I’ve also concluded that there are so many wonderful notes in my journals that when I am not actually writing on the book, I should start going through the journals yet again and pull ideas out of there, actually creating electronic files and folders to track the stories. I have written at least six or seven hundred words in my journal on “The Sound of Snow Falling,” and I need to convert that into a Word document as soon as I can so I can really start writing the story. I also can’t believe I allowed myself to go so long without keeping a journal; I believe it was 2017 when I started keeping them again, and it’s really been rather nice. While I no longer write for the most part by long hand–primarily to spare myself the ordeal of transcribing–I do find that brainstorming while scribbling has a restorative, creative effect; the journals were enormously helpful when writing both Royal Street Reveillon and Bury Me in Shadows–and there are an awful lot of helpful notes and brainstorming in them about the Kansas book, which are certainly coming in handy as I write the book. It has evolved so much over the decades since I started writing it all those years ago, and so much that I wrote in it originally has come in helpful over the years, being pirated and plundered for other books and stories. I am very deeply ensconced inside this manuscript now–to the point where I haven’t been thought about Chlorine since I started this deep dive into this final edit. This is unusual; earlier in my career I would become immersed in a manuscript the way I am now; but over the years it inevitably got to the point where I would always be thinking about–and wanting to work on–the next one while rushing to get through the current. I also think having this razor sharp focus is making the book better than it might have been.

I guess we’ll have to wait and see, won’t we?

* **Data block**
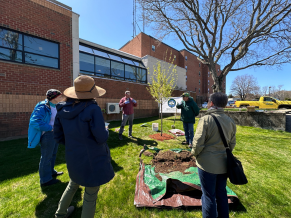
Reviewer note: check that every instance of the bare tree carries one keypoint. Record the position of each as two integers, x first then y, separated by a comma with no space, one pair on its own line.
238,34
245,85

* **Exercise set**
1. From the text about journals, list every title of a book or story that the writer names.
2. According to the text about journals, in what year did the writer start keeping journals again?
The lines are not used for anything here.

* **List of solutions**
1. "The Sound of Snow Falling," Royal Street Reveillon, Bury Me in Shadows, Chlorine

2. The writer believes it was 2017.